■ **Entries supplied**:
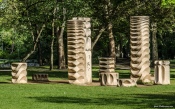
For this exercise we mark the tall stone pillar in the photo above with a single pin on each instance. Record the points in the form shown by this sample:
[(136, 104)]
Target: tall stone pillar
[(162, 72), (140, 52), (79, 51), (19, 72)]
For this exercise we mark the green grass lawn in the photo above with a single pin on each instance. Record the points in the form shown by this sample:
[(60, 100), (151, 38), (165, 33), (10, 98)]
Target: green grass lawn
[(68, 96)]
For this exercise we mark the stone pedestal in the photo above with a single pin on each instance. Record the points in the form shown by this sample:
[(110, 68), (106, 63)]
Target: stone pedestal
[(19, 72), (106, 65), (40, 77), (107, 75), (127, 82), (79, 51), (140, 52), (162, 72), (109, 79)]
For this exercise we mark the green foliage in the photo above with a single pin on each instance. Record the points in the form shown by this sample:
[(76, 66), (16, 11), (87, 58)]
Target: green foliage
[(168, 3)]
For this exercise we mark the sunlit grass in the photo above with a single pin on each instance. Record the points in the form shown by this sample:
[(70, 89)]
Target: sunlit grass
[(68, 96)]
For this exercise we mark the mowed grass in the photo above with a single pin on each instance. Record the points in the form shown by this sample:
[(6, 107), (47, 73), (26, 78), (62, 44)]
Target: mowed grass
[(68, 96)]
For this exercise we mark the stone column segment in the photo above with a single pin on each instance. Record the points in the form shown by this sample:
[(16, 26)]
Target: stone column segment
[(162, 72), (79, 51), (19, 73), (140, 52)]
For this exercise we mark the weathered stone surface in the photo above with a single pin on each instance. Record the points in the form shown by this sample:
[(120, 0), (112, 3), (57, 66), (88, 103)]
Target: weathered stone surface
[(40, 77), (106, 65), (109, 79), (140, 52), (79, 50), (162, 72), (19, 73), (127, 82)]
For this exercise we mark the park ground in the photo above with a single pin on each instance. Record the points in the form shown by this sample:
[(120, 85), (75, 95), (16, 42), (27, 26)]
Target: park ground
[(58, 94)]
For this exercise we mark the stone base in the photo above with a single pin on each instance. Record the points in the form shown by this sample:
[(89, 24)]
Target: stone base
[(127, 82), (40, 77), (109, 79)]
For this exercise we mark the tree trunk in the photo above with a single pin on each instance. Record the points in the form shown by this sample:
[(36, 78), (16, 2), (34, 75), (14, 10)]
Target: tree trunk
[(39, 53), (154, 43), (35, 44), (52, 41), (61, 56), (111, 40), (108, 12)]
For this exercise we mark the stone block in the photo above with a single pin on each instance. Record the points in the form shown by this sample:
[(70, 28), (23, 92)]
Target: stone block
[(40, 77), (127, 82), (109, 79)]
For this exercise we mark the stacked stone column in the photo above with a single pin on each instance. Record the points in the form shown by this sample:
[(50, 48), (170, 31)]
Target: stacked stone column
[(19, 72), (162, 72), (108, 77), (79, 51), (140, 52)]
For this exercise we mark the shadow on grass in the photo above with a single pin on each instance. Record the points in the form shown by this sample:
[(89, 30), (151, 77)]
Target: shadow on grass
[(136, 101)]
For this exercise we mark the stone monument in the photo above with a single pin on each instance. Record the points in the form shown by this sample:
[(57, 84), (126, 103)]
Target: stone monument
[(140, 52), (19, 72), (79, 50), (162, 72)]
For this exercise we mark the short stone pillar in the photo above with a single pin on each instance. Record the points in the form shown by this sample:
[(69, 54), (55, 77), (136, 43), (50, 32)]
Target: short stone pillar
[(79, 50), (107, 74), (140, 52), (162, 72), (108, 79), (127, 82), (40, 77), (19, 72)]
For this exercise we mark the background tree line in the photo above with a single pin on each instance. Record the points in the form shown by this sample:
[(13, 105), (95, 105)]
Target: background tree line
[(37, 28)]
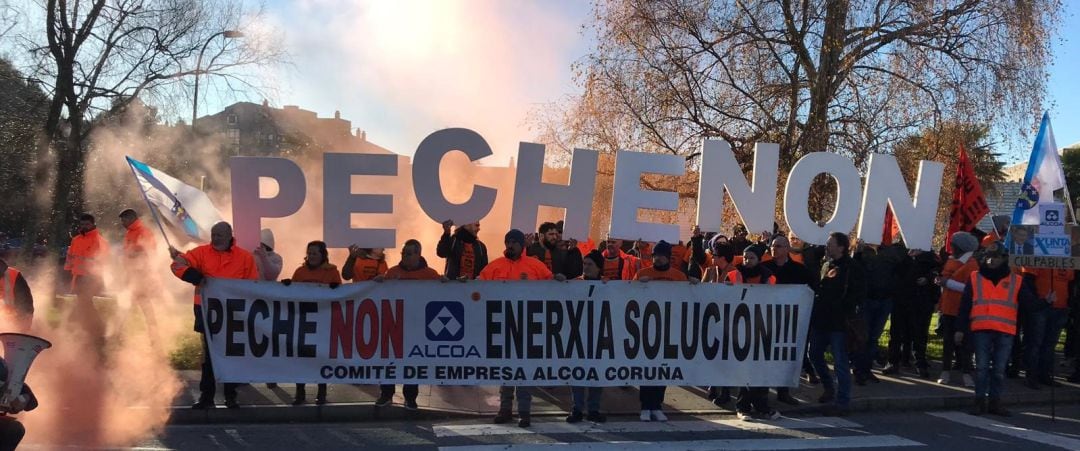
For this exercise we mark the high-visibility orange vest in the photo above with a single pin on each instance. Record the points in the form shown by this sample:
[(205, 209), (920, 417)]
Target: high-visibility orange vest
[(736, 277), (232, 263), (994, 306), (8, 292)]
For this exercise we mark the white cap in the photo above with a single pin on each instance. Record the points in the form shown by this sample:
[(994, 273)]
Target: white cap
[(266, 236)]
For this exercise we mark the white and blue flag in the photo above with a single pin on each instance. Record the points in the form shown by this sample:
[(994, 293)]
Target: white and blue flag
[(1044, 175), (183, 205)]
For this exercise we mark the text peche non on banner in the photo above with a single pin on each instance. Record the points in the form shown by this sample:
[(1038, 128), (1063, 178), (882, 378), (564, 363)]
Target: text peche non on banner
[(755, 202), (578, 332)]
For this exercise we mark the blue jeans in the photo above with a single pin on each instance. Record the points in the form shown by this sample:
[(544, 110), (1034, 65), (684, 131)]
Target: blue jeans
[(1042, 329), (876, 312), (578, 393), (837, 341), (524, 399), (991, 355)]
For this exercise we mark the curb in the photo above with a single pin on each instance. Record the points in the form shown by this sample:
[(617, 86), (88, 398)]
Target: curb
[(367, 411)]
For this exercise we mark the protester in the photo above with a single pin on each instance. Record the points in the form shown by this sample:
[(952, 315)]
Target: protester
[(515, 265), (138, 241), (785, 271), (753, 401), (912, 312), (15, 298), (955, 274), (220, 258), (739, 240), (269, 263), (652, 396), (413, 267), (363, 263), (559, 260), (466, 255), (316, 269), (720, 260), (811, 256), (716, 265), (840, 292), (85, 261), (881, 264), (619, 265), (988, 311), (1043, 322), (1021, 241), (591, 271)]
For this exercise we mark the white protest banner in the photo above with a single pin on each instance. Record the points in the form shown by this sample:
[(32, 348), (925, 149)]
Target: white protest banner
[(576, 332)]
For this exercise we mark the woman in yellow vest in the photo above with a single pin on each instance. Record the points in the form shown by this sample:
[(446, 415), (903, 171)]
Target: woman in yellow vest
[(988, 312)]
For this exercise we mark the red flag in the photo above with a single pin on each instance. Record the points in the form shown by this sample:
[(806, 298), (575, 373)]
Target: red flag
[(969, 204), (891, 229)]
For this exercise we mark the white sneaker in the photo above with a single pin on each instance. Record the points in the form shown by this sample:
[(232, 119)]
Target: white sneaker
[(944, 380)]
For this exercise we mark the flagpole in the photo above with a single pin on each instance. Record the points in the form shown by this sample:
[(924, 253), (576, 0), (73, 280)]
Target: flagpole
[(153, 212)]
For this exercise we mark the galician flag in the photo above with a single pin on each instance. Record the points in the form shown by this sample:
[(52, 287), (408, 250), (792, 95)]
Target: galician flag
[(1044, 175), (183, 205)]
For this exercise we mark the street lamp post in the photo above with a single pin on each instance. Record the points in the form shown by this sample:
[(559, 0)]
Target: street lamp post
[(194, 103)]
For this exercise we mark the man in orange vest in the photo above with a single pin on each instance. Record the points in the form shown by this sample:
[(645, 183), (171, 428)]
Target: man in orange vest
[(138, 241), (515, 265), (85, 261), (316, 269), (618, 265), (15, 298), (221, 258), (955, 274), (466, 255), (988, 309), (413, 267), (651, 397)]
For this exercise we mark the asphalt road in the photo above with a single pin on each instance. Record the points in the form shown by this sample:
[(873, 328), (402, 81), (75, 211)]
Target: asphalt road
[(1027, 429)]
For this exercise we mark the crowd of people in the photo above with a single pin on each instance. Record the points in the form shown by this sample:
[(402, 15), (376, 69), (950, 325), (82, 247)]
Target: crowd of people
[(996, 322)]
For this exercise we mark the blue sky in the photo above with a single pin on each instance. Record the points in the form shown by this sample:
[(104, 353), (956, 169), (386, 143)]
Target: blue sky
[(1064, 89), (403, 69)]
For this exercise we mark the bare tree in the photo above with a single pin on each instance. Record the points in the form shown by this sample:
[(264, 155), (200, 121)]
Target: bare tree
[(850, 77), (97, 55)]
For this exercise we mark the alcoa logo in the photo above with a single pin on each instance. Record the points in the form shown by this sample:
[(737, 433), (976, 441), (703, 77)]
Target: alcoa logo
[(446, 320)]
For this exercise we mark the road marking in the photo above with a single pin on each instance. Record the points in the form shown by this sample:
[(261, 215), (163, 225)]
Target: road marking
[(235, 437), (763, 443), (673, 426), (1004, 428), (1043, 415)]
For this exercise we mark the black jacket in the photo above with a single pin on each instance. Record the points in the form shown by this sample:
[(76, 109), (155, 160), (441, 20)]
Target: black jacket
[(883, 269), (566, 262), (840, 291), (450, 248), (918, 296), (1027, 297), (790, 273)]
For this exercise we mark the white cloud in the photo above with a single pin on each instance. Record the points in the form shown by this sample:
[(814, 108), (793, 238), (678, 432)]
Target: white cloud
[(403, 69)]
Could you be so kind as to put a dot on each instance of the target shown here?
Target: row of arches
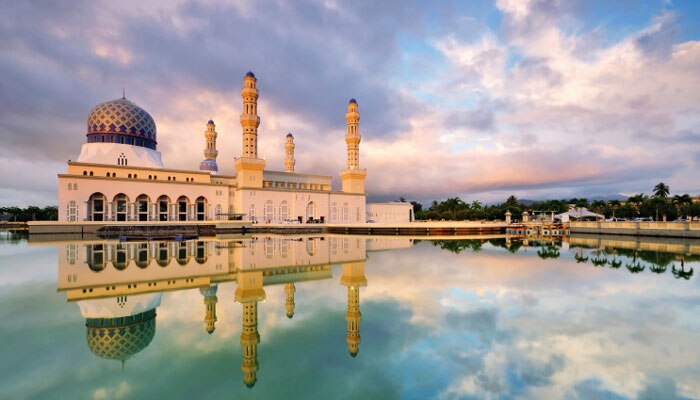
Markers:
(121, 256)
(144, 208)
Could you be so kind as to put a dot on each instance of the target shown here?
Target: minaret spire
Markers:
(353, 137)
(289, 153)
(249, 117)
(353, 178)
(249, 168)
(210, 152)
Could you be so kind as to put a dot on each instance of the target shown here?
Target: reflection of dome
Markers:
(122, 337)
(121, 121)
(208, 165)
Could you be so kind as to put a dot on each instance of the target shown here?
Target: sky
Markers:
(480, 99)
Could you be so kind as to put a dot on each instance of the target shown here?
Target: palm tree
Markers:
(661, 190)
(681, 201)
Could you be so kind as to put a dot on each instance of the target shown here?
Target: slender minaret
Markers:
(353, 137)
(353, 277)
(249, 167)
(289, 290)
(249, 117)
(289, 153)
(353, 178)
(210, 301)
(210, 152)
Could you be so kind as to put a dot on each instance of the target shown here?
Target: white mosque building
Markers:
(120, 176)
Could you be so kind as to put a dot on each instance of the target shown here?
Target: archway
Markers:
(201, 208)
(96, 207)
(163, 205)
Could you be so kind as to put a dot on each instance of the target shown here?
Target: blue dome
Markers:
(208, 165)
(121, 121)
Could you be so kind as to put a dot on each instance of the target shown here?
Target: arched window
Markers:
(201, 208)
(142, 207)
(120, 206)
(163, 205)
(269, 211)
(96, 207)
(182, 205)
(72, 211)
(284, 210)
(310, 211)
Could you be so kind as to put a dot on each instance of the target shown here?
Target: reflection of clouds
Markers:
(543, 328)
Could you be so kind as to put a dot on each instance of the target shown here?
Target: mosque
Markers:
(120, 176)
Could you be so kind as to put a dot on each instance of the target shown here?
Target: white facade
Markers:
(390, 212)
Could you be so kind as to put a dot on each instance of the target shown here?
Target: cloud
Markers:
(450, 101)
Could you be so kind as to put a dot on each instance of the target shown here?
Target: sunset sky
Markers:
(480, 99)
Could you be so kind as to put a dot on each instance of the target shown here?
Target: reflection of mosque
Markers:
(118, 286)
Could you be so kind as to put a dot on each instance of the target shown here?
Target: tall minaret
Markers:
(289, 290)
(353, 177)
(248, 292)
(249, 167)
(353, 137)
(210, 301)
(249, 117)
(210, 152)
(353, 277)
(289, 153)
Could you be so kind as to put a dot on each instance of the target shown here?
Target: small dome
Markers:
(208, 165)
(120, 338)
(121, 121)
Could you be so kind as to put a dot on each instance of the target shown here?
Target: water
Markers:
(447, 319)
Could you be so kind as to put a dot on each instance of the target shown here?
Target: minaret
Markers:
(210, 301)
(353, 277)
(249, 167)
(353, 137)
(289, 153)
(248, 293)
(249, 117)
(210, 152)
(353, 177)
(289, 290)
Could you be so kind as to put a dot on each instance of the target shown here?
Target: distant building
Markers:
(120, 176)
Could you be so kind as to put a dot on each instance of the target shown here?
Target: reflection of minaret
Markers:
(353, 277)
(289, 290)
(248, 293)
(210, 300)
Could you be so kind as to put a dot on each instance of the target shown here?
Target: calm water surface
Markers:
(340, 317)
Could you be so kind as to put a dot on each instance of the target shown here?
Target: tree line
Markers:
(658, 205)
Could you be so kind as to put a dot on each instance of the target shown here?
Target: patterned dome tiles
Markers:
(121, 116)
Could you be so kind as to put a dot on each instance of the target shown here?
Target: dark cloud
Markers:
(658, 41)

■ **Activity**: Find the number of lines above that hold the word "minaret", then write that number by itself.

■ **Output below**: 5